───── DATASET ENTRIES

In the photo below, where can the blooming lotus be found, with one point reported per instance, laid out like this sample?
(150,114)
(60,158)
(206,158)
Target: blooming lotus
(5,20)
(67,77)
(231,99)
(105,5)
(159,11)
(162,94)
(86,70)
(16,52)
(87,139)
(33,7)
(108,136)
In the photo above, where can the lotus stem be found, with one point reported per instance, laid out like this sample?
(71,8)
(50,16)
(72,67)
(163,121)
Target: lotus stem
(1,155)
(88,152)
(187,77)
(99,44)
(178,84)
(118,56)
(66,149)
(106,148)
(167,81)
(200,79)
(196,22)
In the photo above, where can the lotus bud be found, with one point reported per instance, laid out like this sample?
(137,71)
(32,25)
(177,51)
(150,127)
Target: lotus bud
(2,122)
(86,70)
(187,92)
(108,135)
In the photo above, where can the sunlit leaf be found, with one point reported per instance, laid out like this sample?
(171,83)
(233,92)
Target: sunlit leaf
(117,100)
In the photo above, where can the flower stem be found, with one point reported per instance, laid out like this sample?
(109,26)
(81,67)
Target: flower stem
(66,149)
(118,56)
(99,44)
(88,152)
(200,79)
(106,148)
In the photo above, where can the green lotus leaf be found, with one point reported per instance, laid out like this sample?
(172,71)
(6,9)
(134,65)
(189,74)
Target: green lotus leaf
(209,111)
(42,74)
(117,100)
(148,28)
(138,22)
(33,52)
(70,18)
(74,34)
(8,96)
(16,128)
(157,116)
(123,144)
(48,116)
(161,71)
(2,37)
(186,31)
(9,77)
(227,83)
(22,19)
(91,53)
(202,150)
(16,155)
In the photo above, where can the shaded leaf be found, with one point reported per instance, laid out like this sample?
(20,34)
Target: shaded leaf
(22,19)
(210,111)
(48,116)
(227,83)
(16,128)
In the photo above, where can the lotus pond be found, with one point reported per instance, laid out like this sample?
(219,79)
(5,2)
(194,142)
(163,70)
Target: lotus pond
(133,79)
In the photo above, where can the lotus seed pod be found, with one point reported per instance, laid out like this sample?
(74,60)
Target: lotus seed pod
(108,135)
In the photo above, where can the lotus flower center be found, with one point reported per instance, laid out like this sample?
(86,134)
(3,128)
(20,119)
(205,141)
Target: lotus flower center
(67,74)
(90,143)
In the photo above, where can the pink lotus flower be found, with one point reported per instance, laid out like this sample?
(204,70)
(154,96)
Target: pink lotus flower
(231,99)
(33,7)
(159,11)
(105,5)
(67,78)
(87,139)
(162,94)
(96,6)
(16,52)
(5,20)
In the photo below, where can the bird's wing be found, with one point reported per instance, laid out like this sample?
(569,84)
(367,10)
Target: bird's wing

──────────

Exactly reproduce every line of the records.

» **COMPLETE RESPONSE**:
In the photo below, where can the blooming lotus be found, with one point reported per instance, laid out like this sample?
(150,114)
(60,158)
(206,158)
Target: blooming lotus
(5,20)
(67,77)
(231,99)
(105,5)
(159,11)
(162,94)
(86,70)
(16,52)
(87,139)
(33,7)
(108,136)
In the photo above, where can the lotus stem be found, with one point reported per instance, laid out like this sample?
(71,8)
(50,16)
(72,67)
(163,121)
Target: lotus stem
(1,155)
(88,152)
(187,77)
(99,44)
(178,84)
(118,56)
(66,149)
(106,148)
(167,81)
(200,79)
(196,22)
In the photo above, where can the lotus bud be found, with one point reported per instance, laid out like this sample?
(137,71)
(32,25)
(177,51)
(150,127)
Target: lotus bud
(2,122)
(86,70)
(187,92)
(108,135)
In the photo above, where can the sunlit leaf be found, with one point reported per instance, laid out like this sample?
(171,83)
(233,92)
Target: sunlit leaf
(117,100)
In the photo above, where can the flower stem be found, with one point reported per instance, laid out like this sample?
(109,26)
(81,67)
Target: flower stem
(66,149)
(118,56)
(99,44)
(88,152)
(200,79)
(106,148)
In the photo above, where can the green lotus leaf be found, with one point reported per instance, laid out like this sample?
(172,71)
(6,9)
(134,65)
(189,74)
Target: green lotus leaf
(209,111)
(42,74)
(117,100)
(148,28)
(138,22)
(33,52)
(70,18)
(74,34)
(8,96)
(16,128)
(157,116)
(123,144)
(48,116)
(161,71)
(2,37)
(186,31)
(9,77)
(227,83)
(22,19)
(91,53)
(202,150)
(16,155)
In the photo above, where can the shaded leaf be found, with one point reported per instance, laid out like this sample?
(20,34)
Target: shaded leaf
(22,19)
(210,111)
(48,116)
(227,83)
(16,128)
In the photo above, where can the lotus pond be found, with one point reported per instance, laid out like this sample?
(219,79)
(5,2)
(194,142)
(163,70)
Target: lotus pond
(133,79)
In the photo above, where can the lotus seed pod be found, with one point reported per instance, laid out like this sample?
(74,60)
Target: lotus seed pod
(108,135)
In the photo above, where can the lotus flower center be found, with one point reported per instance, laid out like this sample?
(86,134)
(3,128)
(20,119)
(205,141)
Target: lotus flower center
(67,74)
(90,143)
In the photo above, where can the pink lotus flower be found, with one point reported per instance, laid out like this sample?
(204,70)
(154,96)
Target: pink lotus flower
(231,99)
(33,7)
(159,11)
(105,5)
(67,78)
(87,139)
(162,94)
(96,6)
(16,52)
(5,20)
In the photo below, where can the bird's wing be found, with one point reported per instance, laid out like this sample?
(569,84)
(367,10)
Target: bird's wing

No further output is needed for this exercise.